## TEXT BLOCK
** begin **

In situations such as these, civil society comes to occupy part of the space normally filled by the functioning state. Controversial as it is, ISIS is radically replacing the state: taking up functions previously performed by the governments of Iraq, Syria, and Libya such as the judiciary or education. Without the laws and rules governing society, civil society organizes alternative systems of self-help and tribal justice; informal forms of governance that civil and uncivil society actors alike establish and are shaped by. When states are weak or failing, patronage, tribal affiliation, and often corruption are likely to influence the nature and role of civil society. This is because civil society is induced to fill the void left by the state by providing services to the population, yet doing so by interacting with underground and illegal channels of the “shadow state.” Finally, where a recognized state exists but lacks sovereignty and independence, civil society is often disempowered and de-responsibilized by the absence of a sovereign interlocutor at the state level.
Even when the state exists, there is a second contextual condition that shapes civil society in conflict; and that is the actual nature of the state in question. In so far as civil society needs to be both permitted and protected by the state, its existence, nature and role are determined by the degree of democracy, delineating the extent of associative freedom, as well as by the existence of other basic rights and freedoms normally enshrined in democratic states. When these rights and freedoms are curtailed, civil society is likely to develop beyond legal boundaries, often aiming to subvert the state rather than interact with it, thereby making the distinction between civil and uncivil society actors still more obscure. Think about the revolutionary movements in the authoritarian regimes in Latin America of the 1970s and 1980s or the “dissidents” in the USSR. Even within the confines of formally democratic states, the shape of civil society is affected by the specific nature of the democracy in question. In nationalistic states, civil society is more likely to include some “uncivil” actors pursuing racial or xenophobic agendas. The surge of Nazi movements in current Germany is a clear example, as is the always significant presence of the Ku Klux Kan in the U.S.
In democracies with a strong military presence and militarized culture, civil society is often associated with the push for democratization and the civilianization of politics. In democracies founded upon a strong ideological consensus (e.g. Zionism for Israel, Kemalism for Turkey), civil society acts in surveillance and critique of the state within clear, albeit un-spelt, ideological confines, after which the “socio-cultural reflex” contracts and civil society—in unison with the state—acts to counter real or perceived threats to the established ideological order.

** end **

## INFORMATION SHOWN
** begin **

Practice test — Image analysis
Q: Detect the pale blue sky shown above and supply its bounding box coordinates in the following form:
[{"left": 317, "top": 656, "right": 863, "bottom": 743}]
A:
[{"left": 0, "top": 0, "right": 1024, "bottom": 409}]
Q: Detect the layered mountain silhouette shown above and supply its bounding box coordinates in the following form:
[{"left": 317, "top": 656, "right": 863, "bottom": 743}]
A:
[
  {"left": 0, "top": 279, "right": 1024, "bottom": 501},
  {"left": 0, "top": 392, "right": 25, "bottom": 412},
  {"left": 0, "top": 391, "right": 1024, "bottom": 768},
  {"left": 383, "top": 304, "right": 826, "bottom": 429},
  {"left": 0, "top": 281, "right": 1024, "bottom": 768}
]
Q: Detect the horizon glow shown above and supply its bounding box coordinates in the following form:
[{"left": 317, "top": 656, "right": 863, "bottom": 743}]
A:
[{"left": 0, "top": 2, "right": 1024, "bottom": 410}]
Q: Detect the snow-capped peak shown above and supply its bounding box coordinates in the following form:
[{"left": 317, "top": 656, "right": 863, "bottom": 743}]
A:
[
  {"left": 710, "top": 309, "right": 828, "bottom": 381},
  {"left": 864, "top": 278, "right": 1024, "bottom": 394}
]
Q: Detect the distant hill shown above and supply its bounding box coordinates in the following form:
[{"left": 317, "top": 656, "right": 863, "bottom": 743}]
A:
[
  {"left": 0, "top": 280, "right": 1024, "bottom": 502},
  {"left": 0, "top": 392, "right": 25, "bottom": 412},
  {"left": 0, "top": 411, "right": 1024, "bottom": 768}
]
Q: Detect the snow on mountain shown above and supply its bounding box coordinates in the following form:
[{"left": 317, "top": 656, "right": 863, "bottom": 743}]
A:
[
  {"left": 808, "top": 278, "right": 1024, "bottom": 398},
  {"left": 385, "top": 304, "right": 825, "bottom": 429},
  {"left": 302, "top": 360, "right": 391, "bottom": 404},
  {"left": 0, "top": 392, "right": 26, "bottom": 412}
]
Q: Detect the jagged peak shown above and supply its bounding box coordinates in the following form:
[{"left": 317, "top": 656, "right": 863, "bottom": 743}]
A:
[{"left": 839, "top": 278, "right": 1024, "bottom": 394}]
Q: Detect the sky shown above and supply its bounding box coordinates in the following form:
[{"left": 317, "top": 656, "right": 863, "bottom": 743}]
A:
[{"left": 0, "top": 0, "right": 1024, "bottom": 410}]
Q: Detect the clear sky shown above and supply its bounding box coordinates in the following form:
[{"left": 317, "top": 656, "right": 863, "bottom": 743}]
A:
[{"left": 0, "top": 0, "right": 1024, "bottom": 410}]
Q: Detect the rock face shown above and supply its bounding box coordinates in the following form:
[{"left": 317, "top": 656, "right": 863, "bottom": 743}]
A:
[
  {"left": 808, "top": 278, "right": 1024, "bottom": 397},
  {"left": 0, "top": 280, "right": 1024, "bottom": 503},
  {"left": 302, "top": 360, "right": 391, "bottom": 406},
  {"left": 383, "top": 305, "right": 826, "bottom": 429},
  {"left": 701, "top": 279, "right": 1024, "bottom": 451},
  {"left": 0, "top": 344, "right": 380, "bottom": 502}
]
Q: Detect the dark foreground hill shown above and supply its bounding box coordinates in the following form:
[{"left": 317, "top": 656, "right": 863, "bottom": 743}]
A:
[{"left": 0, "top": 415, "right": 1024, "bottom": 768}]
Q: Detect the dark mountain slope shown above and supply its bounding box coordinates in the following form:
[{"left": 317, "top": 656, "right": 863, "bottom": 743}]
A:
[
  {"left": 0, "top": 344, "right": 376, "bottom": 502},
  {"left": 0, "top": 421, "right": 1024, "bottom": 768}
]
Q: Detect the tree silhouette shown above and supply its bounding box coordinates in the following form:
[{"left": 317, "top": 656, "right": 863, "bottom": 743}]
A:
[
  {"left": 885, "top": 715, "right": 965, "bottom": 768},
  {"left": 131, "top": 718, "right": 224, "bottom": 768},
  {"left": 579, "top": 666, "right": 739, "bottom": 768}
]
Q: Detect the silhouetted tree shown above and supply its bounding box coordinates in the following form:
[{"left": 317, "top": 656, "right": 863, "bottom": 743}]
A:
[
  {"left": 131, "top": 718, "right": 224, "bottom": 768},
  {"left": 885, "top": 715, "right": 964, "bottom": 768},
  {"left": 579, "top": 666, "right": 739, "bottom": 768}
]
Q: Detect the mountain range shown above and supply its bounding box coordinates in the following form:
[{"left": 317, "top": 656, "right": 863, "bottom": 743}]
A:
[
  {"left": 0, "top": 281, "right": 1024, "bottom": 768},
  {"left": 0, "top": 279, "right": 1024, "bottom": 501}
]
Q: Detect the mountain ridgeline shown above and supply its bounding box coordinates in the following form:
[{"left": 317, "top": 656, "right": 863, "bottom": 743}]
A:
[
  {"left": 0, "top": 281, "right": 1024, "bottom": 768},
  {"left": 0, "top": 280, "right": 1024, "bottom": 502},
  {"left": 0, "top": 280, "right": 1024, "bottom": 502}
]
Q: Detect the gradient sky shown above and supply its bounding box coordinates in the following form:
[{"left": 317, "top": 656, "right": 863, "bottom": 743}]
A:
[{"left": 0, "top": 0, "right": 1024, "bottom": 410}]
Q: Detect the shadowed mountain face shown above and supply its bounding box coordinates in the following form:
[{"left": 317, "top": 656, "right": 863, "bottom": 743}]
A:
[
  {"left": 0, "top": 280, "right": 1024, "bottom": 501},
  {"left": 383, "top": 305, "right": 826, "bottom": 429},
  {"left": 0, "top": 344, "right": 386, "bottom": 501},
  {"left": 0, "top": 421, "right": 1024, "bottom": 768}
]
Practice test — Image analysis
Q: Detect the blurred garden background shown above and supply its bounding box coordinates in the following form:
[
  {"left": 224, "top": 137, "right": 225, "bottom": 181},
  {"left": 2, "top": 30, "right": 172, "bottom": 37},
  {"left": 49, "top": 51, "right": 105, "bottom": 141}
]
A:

** end **

## OBJECTIVES
a) In the text on civil society and the state, what is civil society often associated with in democracies that have a strong military presence and a militarized culture?
b) Carry on the text about civil society and the state, picking up after its last sentence.

## ANSWER LIST
a) The push for democratization and the civilianization of politics.

b)
A third contextual condition in conflict situations is socio-economic underdevelopment, which favors the presence of traditional over modern associational forms. Ernest Gellner, a British-Czech philosopher and social anthropologist, argues that whereas “modularity” characterizes civil society, “segmentalism” marks traditional society. The modular society essentially exists in the developed world. It is characterized by voluntarism and performs modern civic functions. By contrast, in a segmentalized society, often found within developing contexts, civil society is characterized by a far more prominent role of non-voluntary associations (family, tribe, ethnic or religious communities) over voluntary ones. Often the bonds, loyalties and solidarity that these associative forms engender are far stronger and more tenacious than those found in voluntary groupings. As such, while non-voluntary associations in these contexts may curtail gender and other rights in the private sphere, they also tend to be in a stronger position to carry out many of the “modern” functions normally performed by civil society in developed contexts (e.g. the health and education services provided by religious charities). Excluding these groups from the analysis would entail missing much of the civil society activity in developing contexts. The African context is a clear example of the relevance of the tribal affiliation in political and socio-economic terms.
The nature and role of the international community constitute a final contextual feature shaping civil society. An overall global trend is traceable of states playing a diminishing role as service providers both domestically and internationally, leading to the privatization of world politics. Within this trend, a new global political opportunity structure has materialized in which civil society actors have flourished both locally and transnationally. This means that many of the functions previously performed by governmental actors have been reallocated to civil society in the fields of development and security. Since the 1980s, development assistance has been increasingly channeled through NGOs.
Developed states and international organizations have outsourced the implementation of aid programs to local and international NGOs, while mediating and retaining political discretion regarding overall direction. The more recent policy orientation for democracy promotion from Western countries has also heavily relied on the partnership with civil society organizations for the promotion of democracy and human rights in third countries. In a wide variety of cases, scholars have demonstrated that by promoting particular types of civil society (e.g. NGOs, also dubbed “non-grassroots organizations”), the donor community weakens civil society organizations that have veritable ties to society and respond to local societal needs. The cases of Palestine or Bosnia-Herzegovina are illustrative of this point. As Benoît Challand, a researcher in history and sociology, notes, donors also create a dislocated new civil society, which is technical and specialized in mandate, neo-liberal in outlook, urbanized and middle-class in composition, and responds to the goals of the international community rather than of the society in question.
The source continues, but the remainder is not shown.